Records from a data source
_ _ _

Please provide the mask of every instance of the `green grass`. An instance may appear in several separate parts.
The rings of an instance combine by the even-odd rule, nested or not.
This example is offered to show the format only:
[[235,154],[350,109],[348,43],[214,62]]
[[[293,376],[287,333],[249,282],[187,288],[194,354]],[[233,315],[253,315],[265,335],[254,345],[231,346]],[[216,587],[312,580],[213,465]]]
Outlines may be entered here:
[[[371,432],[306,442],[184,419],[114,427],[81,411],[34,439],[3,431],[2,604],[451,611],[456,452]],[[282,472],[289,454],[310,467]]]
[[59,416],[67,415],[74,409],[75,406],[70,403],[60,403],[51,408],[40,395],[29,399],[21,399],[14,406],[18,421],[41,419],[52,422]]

_ _ _

TO BE DONE: Retype each of the rows above without changing anything.

RESULT OF THIS TASK:
Please provide the mask of every instance of the `green grass`. An instance may appear in several separate parts.
The rings of an instance combine by the even-odd rule, nested or not.
This example is offered to show the format only:
[[235,154],[350,109],[348,43],[214,62]]
[[[293,376],[287,333],[249,282],[187,288],[194,354]],[[233,315],[253,315],[265,335],[254,345],[231,346]],[[216,587],[312,580],[213,465]]]
Outlines may be entered here:
[[[371,432],[306,442],[184,419],[114,427],[81,411],[34,439],[3,431],[2,604],[451,611],[456,452]],[[282,472],[289,454],[310,467]]]
[[59,416],[67,415],[74,409],[75,406],[70,403],[60,403],[51,408],[40,395],[29,399],[21,399],[14,406],[18,421],[41,419],[52,422]]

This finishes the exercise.